===== Input records =====

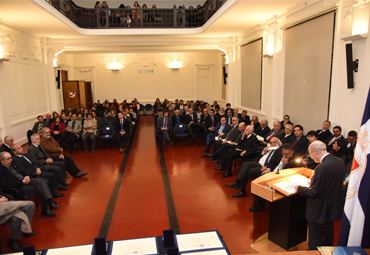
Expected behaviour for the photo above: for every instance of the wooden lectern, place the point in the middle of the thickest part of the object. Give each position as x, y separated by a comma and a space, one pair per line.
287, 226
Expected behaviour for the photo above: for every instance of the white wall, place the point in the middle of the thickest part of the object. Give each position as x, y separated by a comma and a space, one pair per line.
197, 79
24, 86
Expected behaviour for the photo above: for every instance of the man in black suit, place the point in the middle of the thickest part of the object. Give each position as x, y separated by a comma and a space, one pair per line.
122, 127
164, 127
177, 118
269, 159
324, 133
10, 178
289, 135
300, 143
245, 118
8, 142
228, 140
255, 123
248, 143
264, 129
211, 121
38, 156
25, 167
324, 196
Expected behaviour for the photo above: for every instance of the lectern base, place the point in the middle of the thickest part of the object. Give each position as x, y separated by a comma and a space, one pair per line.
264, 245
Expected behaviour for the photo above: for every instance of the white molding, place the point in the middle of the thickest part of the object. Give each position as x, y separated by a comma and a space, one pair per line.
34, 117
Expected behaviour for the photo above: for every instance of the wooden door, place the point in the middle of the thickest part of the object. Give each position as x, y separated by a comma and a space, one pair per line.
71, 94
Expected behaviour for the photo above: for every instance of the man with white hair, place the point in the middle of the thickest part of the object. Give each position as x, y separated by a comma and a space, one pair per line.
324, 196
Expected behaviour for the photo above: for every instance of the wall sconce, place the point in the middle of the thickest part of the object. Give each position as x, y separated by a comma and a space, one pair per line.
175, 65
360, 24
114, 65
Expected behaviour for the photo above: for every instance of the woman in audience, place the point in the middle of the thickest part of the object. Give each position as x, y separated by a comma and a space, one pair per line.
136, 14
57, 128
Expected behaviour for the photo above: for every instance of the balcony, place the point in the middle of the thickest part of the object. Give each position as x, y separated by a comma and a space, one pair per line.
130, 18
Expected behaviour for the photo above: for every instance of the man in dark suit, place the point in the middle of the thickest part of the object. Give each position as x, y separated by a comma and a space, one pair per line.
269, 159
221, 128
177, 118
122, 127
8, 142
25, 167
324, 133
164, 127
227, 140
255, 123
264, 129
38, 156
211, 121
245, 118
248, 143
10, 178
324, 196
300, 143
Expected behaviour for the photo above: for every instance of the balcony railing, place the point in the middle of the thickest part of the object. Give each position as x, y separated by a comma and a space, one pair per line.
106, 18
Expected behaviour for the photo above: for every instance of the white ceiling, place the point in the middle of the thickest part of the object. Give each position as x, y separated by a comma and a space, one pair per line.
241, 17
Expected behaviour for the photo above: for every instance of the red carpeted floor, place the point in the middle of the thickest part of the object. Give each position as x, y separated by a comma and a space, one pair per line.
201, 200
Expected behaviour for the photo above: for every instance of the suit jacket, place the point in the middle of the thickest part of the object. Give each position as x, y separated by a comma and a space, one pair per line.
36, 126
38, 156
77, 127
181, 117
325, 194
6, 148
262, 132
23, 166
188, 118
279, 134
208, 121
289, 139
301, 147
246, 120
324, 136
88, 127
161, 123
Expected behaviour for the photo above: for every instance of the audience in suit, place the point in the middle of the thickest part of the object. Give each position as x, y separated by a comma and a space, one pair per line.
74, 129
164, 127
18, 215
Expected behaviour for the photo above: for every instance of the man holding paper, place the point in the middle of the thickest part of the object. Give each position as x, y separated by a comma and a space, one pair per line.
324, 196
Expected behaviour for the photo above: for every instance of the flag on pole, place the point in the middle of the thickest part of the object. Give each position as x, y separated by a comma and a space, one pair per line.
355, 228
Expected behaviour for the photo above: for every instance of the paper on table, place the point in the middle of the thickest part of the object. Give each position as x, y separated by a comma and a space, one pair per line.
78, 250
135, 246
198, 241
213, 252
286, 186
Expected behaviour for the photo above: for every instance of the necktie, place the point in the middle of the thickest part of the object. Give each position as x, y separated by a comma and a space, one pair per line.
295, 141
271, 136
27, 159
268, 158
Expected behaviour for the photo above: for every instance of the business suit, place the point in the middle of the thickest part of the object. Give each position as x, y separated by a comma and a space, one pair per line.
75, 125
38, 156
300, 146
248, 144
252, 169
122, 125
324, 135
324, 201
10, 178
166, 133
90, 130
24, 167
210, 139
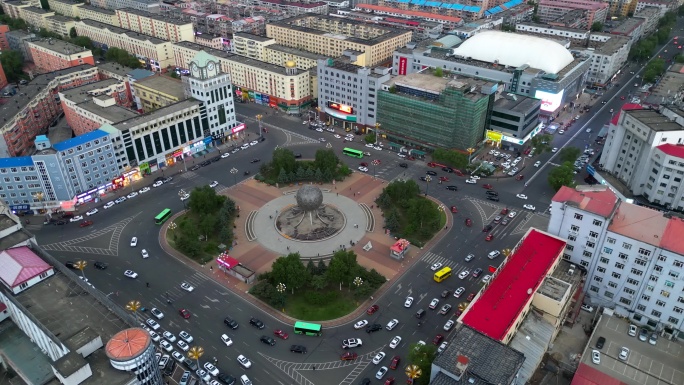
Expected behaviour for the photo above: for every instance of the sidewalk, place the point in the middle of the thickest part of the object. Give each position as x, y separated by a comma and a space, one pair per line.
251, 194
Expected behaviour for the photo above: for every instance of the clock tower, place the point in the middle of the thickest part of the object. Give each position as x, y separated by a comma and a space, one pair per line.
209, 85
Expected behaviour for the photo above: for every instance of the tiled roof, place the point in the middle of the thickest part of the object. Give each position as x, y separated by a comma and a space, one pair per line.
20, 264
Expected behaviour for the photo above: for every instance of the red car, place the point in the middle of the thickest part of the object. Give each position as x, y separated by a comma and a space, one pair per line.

=====

(Set problem) Repeat every line above word for word, and leave the pictures out.

(Output of the exercise)
Expected behaviour for the photo above: for every instance of the wooden lectern, place the point in the middle of the thickest part of the object. Give each position as x, y separated by a comma and a space, one pair per line.
287, 226
Expected behaviour for the photo above: for every instance of the white wall, place the point in the middle of the thickest part of the object. Give each position as x, y separated by a comma and a space, one pair per line.
197, 79
24, 86
Expected behaviour for the photo above: for every instance of the man in black suit, place the point in the middle of the thickest part of the object. Give each position as x, y separated by a comma and a space, one pair per line.
122, 127
164, 127
177, 118
269, 159
324, 133
10, 178
289, 135
300, 143
245, 118
8, 142
228, 140
255, 123
248, 143
264, 129
211, 121
38, 156
25, 167
324, 196
Expected behaviour for the photo above: for every instance of the lectern base, place the point in the middle of the thickest part of the object. Give each position as x, y separated by a comma and a space, one pair per line.
264, 245
Expected behaviour for the photo above: for every instance of the white molding, place the point in the middle of the thickest part of the object. Give each position as x, y separated by a comma and a space, one pair per line.
34, 117
Expected behaviour for the photo above: for every instance of the wooden door, place the point in the middle of the thickest part of the object. Give each position as x, y separated by a comma and a space, one pair per line.
71, 94
Expected behaviour for the photo above: for every instance of the man with white hair, place the point in the middle of the thickest part of the object. Give each position as x, y separated by a comma and a space, one pair per line.
324, 196
Expected behaviour for the photo above: for every instance of the wall sconce, place the point in the middle of the thickest part of the object. Give each position as x, y separated by a comma and a space, one pair per line.
175, 65
360, 24
114, 65
Expected behaviour for the photo above: for every instance of the woman in audience, place the point in the middle of the thickest part of the object. Give each position as x, y separated by a comma and a space, one pair per line.
136, 14
57, 128
Expected behaviour for the photo above: for every instance of the balcony, place the point in the middle of the thickest part of the object. Give each position as x, y separated by a comma and a space, one pair per line.
130, 18
Expected behaviour for the photo above: for every instance of the man in dark suit, place the point in the middle of the thickest part of the object. Give each position as x, y separated by a comma and a space, one pair per line.
269, 159
221, 128
177, 118
122, 127
8, 142
25, 167
324, 133
164, 127
227, 140
255, 123
264, 129
38, 156
211, 121
245, 118
248, 143
10, 178
324, 196
300, 143
Expected behaviour for the photo above: for every instance of the balcony railing, place the point in the middle of the thickest part of the object. Give each position as x, y separated by a comma and a space, one pair per line.
106, 18
Expected behaviour for the photo above: for every instance of the white ceiling, place the point in the middle of the thickest part of the object. Give each position as x, y separated by a comma and a space, one pair per line.
241, 17
Expected behaviour for the photo above: for every instance of the red carpeted floor, place the point in the middle of the thickest part of the object. Give each position as x, y separated by a comma and a space, one pair per line.
201, 200
Expected behaviour for the photo above: for every instance of the suit jacket, place the point in the middle of the thickest part of the object. Give each position as x, y separated by a comma and a space, one pair per line.
36, 126
38, 156
77, 127
181, 117
325, 194
6, 148
262, 132
23, 166
188, 118
279, 134
208, 121
289, 139
301, 147
246, 120
324, 136
88, 127
161, 123
Expected behaviour for the photo above: for every instance of the audience in suit, place the point in the middle of the thickest part of the object. Give each position as x, y separated by a comma and a space, one pair per line.
74, 129
164, 127
18, 215
Expected behaviour for the photo above: for every instance of the man holding paper, place the point in the middle of the thickest part of the object. Give each position as x, y separated by a comma and a space, one pair per line.
324, 196
Expected behaviour for the photo above: for every instance of the flag on pole, place the point in the middle of the thickest part of the object. Give each position as x, y separated by a comma and a space, one pair per line.
355, 228
Expected behaviour for the photo above: for every instance of the paper on table, place the point in the middle of the thickest part of the object. Give each position as x, y separated by a comma and a space, one pair per line.
78, 250
135, 246
198, 241
213, 252
286, 186
Expected behaviour for the photo above: for every instance of the necktie, place the point in the middle of the thickest part of the object. Give each position as x, y separated by a comma and a space, one pair per line.
295, 141
271, 136
27, 159
268, 158
Expected behaviour for the photo above: for every instance of the business suit, place the point in the middle of the thickest part of the object. Give each position as x, y separated by a comma and a space, one pair per line.
75, 125
38, 156
300, 146
248, 144
252, 169
122, 125
324, 135
324, 201
10, 178
166, 133
90, 130
24, 167
210, 139
Expected behaviour for the photo above: for every instance of the sidewalk, place the point in the middle of the thickest part of the object. Give each position as x, y separated by a comma and a space, one pair per line.
251, 194
Expected behaviour for the photo above: for every instance of the clock tower, place the point in the middle of the thickest part of the object. Give each position as x, y separated by a comma and a space, one pair per line.
209, 85
Expected behaviour for the photo above: for every instance of the tiled roof, place the point in the middle of the thickest part of the object. Give each position as x, y separated by a comma and a space, one pair per line.
20, 264
Expected behaviour for the photo above: for every instance of the red car, place the point in the middle of the thickest part of the object. Give each position as x, y separated by a comma and a space, one pair per line.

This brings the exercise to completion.